RECORDS FOR THE EXERCISE -
****************
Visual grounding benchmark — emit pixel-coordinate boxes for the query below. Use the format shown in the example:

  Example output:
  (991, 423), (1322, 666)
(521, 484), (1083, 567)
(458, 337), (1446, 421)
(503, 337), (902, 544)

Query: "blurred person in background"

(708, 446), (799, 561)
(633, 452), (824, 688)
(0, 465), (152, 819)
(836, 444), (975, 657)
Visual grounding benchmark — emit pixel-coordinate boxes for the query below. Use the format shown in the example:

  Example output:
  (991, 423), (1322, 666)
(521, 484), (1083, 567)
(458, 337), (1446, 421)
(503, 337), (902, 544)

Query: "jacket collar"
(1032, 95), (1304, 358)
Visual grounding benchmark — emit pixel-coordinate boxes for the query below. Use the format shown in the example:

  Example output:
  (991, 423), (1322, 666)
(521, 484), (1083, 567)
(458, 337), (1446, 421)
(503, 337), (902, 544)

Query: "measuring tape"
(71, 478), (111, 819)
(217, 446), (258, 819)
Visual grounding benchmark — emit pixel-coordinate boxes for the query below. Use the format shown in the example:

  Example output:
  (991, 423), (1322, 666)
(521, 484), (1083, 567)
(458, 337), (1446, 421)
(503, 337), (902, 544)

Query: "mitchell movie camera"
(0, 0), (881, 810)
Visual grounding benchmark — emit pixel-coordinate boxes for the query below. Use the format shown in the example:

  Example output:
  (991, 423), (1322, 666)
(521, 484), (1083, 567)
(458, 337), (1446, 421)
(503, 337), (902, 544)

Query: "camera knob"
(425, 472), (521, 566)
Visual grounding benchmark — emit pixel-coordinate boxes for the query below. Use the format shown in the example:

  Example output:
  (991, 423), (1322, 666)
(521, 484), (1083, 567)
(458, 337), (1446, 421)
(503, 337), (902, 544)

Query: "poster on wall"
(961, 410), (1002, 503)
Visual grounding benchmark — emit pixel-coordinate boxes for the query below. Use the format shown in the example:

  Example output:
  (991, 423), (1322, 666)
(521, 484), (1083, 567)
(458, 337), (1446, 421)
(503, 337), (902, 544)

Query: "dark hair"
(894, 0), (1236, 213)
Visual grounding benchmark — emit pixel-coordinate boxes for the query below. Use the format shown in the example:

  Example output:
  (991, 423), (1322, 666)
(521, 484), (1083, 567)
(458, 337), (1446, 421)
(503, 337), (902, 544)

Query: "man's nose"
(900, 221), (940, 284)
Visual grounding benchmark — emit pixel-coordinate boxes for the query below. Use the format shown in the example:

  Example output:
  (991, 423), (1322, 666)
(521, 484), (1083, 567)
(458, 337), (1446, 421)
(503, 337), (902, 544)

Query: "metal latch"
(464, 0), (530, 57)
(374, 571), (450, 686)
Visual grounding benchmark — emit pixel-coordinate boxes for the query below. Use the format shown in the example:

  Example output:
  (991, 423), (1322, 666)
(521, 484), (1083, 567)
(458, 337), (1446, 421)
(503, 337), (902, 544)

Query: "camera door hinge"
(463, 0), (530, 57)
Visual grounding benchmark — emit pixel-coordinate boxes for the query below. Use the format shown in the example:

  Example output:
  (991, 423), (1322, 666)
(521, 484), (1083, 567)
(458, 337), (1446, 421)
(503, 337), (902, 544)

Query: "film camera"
****************
WHAT YOU HAVE TO DO - Copy every one of the records above line by line, keeping each character unchanged.

FULL SOLUTION -
Visual grounding benchmark — emit pixel-coordinate boxes for the query below. Use the format shown in the example:

  Example output:
  (991, 423), (1322, 666)
(521, 484), (1083, 567)
(458, 337), (1446, 421)
(503, 337), (902, 544)

Query: "blurred person in background"

(708, 446), (799, 561)
(633, 452), (824, 688)
(0, 465), (152, 819)
(836, 444), (975, 657)
Visual grounding benchmark — emit pixel-coordinate boxes for the query below. Use the format shown in the example:

  Example output:
  (991, 423), (1322, 666)
(521, 484), (1083, 567)
(458, 337), (1446, 421)
(503, 337), (902, 544)

Query: "jacket collar"
(1032, 95), (1304, 358)
Visual grounding benchmark — emit pixel-coordinate boxes for the query below. Use the format shown in the example:

  Example output:
  (991, 423), (1322, 666)
(521, 484), (1083, 567)
(458, 337), (1446, 421)
(503, 337), (902, 544)

Query: "measuring tape"
(71, 478), (111, 819)
(217, 446), (258, 819)
Visual grounding benchmark — emit pixel-coordinate boxes for the query below. Use the format shown in the example:

  Example output:
  (991, 423), (1322, 666)
(521, 484), (1083, 567)
(458, 337), (1446, 421)
(503, 337), (902, 544)

Query: "mitchell movie camera"
(0, 0), (881, 810)
Visual grounding benchmark — emit pixel-coordinate boxes for the query below. Use the format shown in the example:

  Example output:
  (991, 423), (1322, 666)
(521, 484), (1083, 567)
(458, 337), (1446, 421)
(503, 337), (902, 544)

Query: "camera knob"
(425, 472), (521, 566)
Visual grounding benchmark — emit pixel-coordinate boxes for the query below. Use the format shown in the example:

  Example output:
  (991, 423), (1322, 666)
(521, 484), (1083, 567)
(458, 337), (1446, 421)
(503, 337), (902, 544)

Query: "poster on wall"
(961, 410), (1002, 503)
Visual grounding benchmark — emit pixel-coordinate boxes for the query below. Use the format shown in the example:

  Example output:
  (991, 423), (1322, 666)
(521, 484), (1083, 567)
(458, 337), (1446, 421)
(503, 337), (902, 544)

Query: "dark hair"
(894, 0), (1236, 213)
Visual grounding benchmark — emit pixel-coordinate boxes for the query below. Use the format shown in the example:

  Example output:
  (991, 423), (1322, 666)
(521, 484), (1083, 567)
(458, 337), (1446, 421)
(503, 337), (902, 544)

Query: "man's nose"
(900, 221), (940, 284)
Visual grounding benchmark — emit pixel-coordinate boxes for the query below. Use the format shown in the example:

  Example output:
  (991, 423), (1322, 666)
(521, 484), (1083, 567)
(458, 337), (1446, 421)
(503, 337), (902, 544)

Query: "metal latch"
(464, 0), (530, 57)
(374, 571), (450, 686)
Visual grounding benchmark — emit pixel-coordinate boxes for the query below. Use the format shown in the example:

  Example output:
  (991, 423), (1322, 666)
(521, 484), (1083, 567)
(458, 337), (1446, 421)
(503, 337), (902, 544)

Query: "camera door hinge"
(463, 0), (530, 57)
Visual grounding benchmark — emit pixel-coordinate boxes for the query below. Use the format shown in the example:

  Example output:
  (991, 423), (1322, 666)
(521, 484), (1083, 567)
(458, 337), (1446, 421)
(503, 337), (902, 544)

Query: "film camera"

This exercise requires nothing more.